> [Saved entries]:

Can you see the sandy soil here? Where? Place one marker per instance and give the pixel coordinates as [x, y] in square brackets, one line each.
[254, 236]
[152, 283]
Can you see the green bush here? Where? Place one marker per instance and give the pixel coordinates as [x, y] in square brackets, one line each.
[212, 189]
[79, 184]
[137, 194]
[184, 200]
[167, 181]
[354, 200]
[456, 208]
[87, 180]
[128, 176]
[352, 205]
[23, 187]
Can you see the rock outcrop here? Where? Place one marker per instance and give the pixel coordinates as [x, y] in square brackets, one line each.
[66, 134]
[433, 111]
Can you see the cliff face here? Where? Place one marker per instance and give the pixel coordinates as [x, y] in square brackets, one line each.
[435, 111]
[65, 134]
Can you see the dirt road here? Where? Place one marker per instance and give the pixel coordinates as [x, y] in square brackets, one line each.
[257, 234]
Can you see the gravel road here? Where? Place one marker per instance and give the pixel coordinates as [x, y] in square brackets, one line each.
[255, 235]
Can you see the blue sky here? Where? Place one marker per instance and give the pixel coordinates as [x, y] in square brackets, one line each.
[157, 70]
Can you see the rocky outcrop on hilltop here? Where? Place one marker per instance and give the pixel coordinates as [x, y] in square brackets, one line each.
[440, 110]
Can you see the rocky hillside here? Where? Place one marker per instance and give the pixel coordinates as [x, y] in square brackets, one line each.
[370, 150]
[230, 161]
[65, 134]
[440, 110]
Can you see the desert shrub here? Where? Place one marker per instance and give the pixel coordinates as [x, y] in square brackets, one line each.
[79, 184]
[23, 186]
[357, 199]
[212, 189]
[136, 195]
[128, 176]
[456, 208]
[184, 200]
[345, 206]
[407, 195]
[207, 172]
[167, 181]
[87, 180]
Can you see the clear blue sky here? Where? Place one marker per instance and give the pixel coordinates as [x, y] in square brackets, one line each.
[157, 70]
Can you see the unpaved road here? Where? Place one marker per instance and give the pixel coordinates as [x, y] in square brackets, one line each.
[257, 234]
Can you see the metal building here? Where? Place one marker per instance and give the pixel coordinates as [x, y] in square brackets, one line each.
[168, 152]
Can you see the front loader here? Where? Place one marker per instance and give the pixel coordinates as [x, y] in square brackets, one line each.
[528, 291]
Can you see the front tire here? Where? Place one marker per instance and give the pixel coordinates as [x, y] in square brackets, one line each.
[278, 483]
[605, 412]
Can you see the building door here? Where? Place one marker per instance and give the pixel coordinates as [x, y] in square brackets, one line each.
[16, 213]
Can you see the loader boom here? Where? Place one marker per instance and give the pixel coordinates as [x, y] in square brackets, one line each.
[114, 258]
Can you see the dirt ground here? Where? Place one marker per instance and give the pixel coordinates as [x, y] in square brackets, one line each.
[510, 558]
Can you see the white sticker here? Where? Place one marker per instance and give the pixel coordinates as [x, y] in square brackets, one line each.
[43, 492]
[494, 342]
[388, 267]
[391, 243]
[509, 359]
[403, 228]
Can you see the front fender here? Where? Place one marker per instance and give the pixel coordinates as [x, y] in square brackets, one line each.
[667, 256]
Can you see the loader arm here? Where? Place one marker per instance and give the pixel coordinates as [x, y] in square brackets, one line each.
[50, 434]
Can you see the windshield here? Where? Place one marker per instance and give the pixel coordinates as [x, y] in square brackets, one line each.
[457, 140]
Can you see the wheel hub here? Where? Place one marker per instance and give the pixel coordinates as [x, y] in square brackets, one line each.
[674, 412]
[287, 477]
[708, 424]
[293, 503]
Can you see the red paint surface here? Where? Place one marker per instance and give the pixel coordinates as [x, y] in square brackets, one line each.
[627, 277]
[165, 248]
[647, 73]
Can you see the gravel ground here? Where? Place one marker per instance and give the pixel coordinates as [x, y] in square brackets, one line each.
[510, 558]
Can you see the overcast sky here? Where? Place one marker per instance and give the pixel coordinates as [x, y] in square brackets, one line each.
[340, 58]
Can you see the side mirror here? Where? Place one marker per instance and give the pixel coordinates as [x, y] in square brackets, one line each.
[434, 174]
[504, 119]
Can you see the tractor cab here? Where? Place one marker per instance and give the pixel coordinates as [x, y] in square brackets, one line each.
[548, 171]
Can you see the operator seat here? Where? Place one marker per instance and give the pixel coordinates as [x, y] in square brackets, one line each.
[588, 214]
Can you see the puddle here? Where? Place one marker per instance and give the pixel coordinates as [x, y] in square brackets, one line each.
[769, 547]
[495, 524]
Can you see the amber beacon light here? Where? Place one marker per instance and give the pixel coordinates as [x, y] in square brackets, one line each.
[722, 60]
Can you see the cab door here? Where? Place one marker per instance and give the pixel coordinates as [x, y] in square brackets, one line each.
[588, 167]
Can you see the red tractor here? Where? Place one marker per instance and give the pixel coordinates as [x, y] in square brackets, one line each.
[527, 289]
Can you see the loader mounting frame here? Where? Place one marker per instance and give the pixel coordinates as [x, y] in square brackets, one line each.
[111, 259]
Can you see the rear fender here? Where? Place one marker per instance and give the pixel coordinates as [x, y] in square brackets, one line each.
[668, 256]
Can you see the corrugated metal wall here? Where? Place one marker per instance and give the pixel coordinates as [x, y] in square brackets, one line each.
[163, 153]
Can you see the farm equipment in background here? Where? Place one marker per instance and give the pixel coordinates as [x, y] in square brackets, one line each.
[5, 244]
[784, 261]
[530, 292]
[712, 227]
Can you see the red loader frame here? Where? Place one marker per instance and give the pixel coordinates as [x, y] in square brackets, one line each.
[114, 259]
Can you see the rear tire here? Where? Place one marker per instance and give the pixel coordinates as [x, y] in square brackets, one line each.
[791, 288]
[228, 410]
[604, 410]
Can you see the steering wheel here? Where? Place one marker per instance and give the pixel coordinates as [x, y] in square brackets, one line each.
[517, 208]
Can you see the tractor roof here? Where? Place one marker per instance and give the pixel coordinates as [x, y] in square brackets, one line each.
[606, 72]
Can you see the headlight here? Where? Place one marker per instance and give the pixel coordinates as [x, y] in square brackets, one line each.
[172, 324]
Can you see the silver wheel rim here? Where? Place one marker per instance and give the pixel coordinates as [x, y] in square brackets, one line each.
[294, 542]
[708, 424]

> [ABOUT THIS EXERCISE]: This calls for repeating all of the records, character for character.

> [ANSWER AREA]:
Can you see the sandy soil here? Where? Place one marker per instance and give the pixel coordinates as [x, y] in square brackets, one line each.
[254, 236]
[152, 283]
Can you see the green bush here? Where? Place one marker per instance and give the pixel coordinates as [x, y] in square brackets, one line each.
[212, 189]
[79, 184]
[137, 194]
[184, 200]
[167, 181]
[354, 200]
[456, 208]
[87, 180]
[128, 176]
[352, 205]
[23, 187]
Can you see the rock outcrop here? Where? Place one marker per instance and give the pixel coordinates as [x, y] in square brackets, one line each.
[66, 134]
[433, 111]
Can you see the cliff face here? Where? Place one marker per instance and give the pixel coordinates as [x, y] in square brackets, one line each.
[435, 111]
[65, 134]
Can you see the dirt road here? Where? Place one marker per instance and give the pixel coordinates as [x, y] in square brackets, one line each.
[257, 234]
Can you see the gravel road here? Where? Place one marker per instance and give the pixel coordinates as [x, y] in square brackets, one line each.
[255, 235]
Can you see the blue sky here? Where? Place one marker per instance and give the pixel coordinates as [x, y] in square brackets, one line each.
[157, 70]
Can you see the rocky outcrop on hilltop here? Where? Place one marker per instance and give the pixel coordinates as [x, y] in square brackets, one line each.
[440, 110]
Can you see the rocky hillside here? Where? Place one marker per instance and give the pixel coordinates as [x, y] in square brackets, one line each.
[370, 150]
[230, 161]
[65, 134]
[440, 110]
Can you see the desert shrub here? Where? Place one marker per instance and give the pixel coordinates as [x, y] in square brackets, one line each.
[79, 184]
[23, 186]
[357, 199]
[212, 189]
[136, 195]
[128, 176]
[456, 208]
[184, 200]
[345, 206]
[407, 195]
[207, 172]
[167, 181]
[87, 180]
Can you see the clear blue sky here? Where? Place one marker per instance and give the pixel coordinates as [x, y] in square brackets, one line each.
[157, 70]
Can you see the unpaved road here? Where? Place one marker per instance and give the pixel coordinates as [x, y] in square brackets, one line each.
[257, 234]
Can you see the metal building here? Where? Place one marker per instance and give the pixel coordinates as [x, y] in square brackets, one line each.
[168, 152]
Can you see the front loader here? Where? Place one marker per instance and give the pixel coordinates as [x, y] in square brackets, one line each.
[528, 291]
Can you see the front tire here? Where? Place one marker per instance and give the pixel coordinates as [x, y] in square brackets, one line each.
[278, 483]
[605, 412]
Can you see the building door here? Where? Place one marker per instance and give the pixel coordinates as [x, y] in square brackets, one line each.
[16, 213]
Can you see the loader boom here? Where? Place one marker per instance and give the pixel coordinates as [x, y] in square brackets, one line each.
[114, 258]
Can you see the dirt ground here? Where? Place one marker per instance and give the pixel coordinates as [x, y] in square brackets, one line each.
[510, 558]
Can you see the white sticker here? Where? Place one marker per instance and give the pixel coordinates as [x, y] in square brackets, one line each.
[43, 492]
[494, 342]
[388, 267]
[391, 243]
[509, 359]
[403, 228]
Can you see the front fender here? Where? Place one marker per instance and give the pixel coordinates as [x, y] in square brackets, one line each.
[667, 256]
Can you see the loader arm here? Where? Place one marker per instance and give the pixel coordinates as [x, y] in square brackets, one line each.
[50, 434]
Can you see the windshield here? Where? Place one marker per instance and give the pixel coordinates as [x, y] in square brackets, one line each.
[457, 140]
Can you see the wheel hub here? Where? Place one marker per instance and give the pixel coordinates as [x, y] in square brackets, one line each.
[674, 412]
[287, 477]
[708, 424]
[293, 503]
Can you see the red paint surface here? Where? Place one marker per instance and give the pixel coordinates as [x, y] in square brackets, one line each.
[627, 277]
[165, 248]
[647, 73]
Can you see the gravel ground here? Where? Place one marker per instance and give the pixel coordinates as [x, y] in square brackets, one line each.
[510, 558]
Can you see the overcast sky here? Where? Place one marker per instance and give the pixel coordinates as [x, y] in square brackets, one line each.
[340, 58]
Can you see the side mirror here? Where? Place one marker per instance and give the pixel coordinates as [x, y] in square brackets, one line each.
[434, 174]
[504, 119]
Can you see the tractor cab here? Where? Place one marker per instance and give the pixel coordinates as [x, y] in square brackets, one line each.
[548, 171]
Can you see the operator seat here? Where? Place one marker per instance and give the pixel coordinates as [x, y] in square brackets, one line each.
[588, 214]
Can you see the puddle here? Where? Place one marker per instance and give the pixel coordinates as [x, y] in square brackets, one line each.
[769, 547]
[495, 524]
Can you see the amber beacon light here? Where? Place one marker per instance and give the pixel coordinates as [x, y] in square brackets, one line each.
[722, 60]
Can you see the cab door here? Where? Place one marker per instance and give the pixel coordinates as [x, y] in square brackets, one line each.
[588, 167]
Can you see the red tractor here? Where? Place one marker per instance and give the pixel coordinates as [x, y] in square brackets, one line each.
[527, 289]
Can you see the loader mounting frame here? Where? Place one marker per instance and give the pixel coordinates as [x, y] in square brackets, one line each.
[111, 259]
Can you see the rear fender here? Where? Place one marker per instance and give the pixel coordinates as [x, y] in square brackets, one line each.
[668, 256]
Can you see the corrugated metal wall here? Where? Place one marker per instance and give the pixel coordinates as [x, y] in square brackets, one line each.
[163, 153]
Can you see the farm equipment in background here? Where? Place one marker per instance and give the pixel coordinates as [x, y] in square brackets, one line each.
[5, 244]
[784, 261]
[530, 292]
[712, 227]
Can you see the red loader frame here? Where? Place one marker per instance and give the pixel coordinates as [x, y] in square brackets, one line each.
[114, 259]
Can you see the rear tire here? Where? Place one marker per instance and give the pixel coordinates as [x, y] in square brackets, one line each.
[791, 288]
[228, 410]
[604, 410]
Can you see the steering wheel here? Where? Place one marker per instance and give the pixel coordinates as [x, y] in square brackets, one line each.
[517, 208]
Can you see the tractor roof here? Where? Place one marker per instance and give the pixel coordinates as [x, y] in square brackets, one line each.
[606, 72]
Can you see the headlight here? Where? Place one marker per instance and give the pixel coordinates as [x, y] in square brackets, one line each.
[172, 324]
Can you see the silver wheel rim here? Where? Place one marker per instance and give the pixel coordinates as [x, y] in square brackets, one line each.
[294, 542]
[708, 424]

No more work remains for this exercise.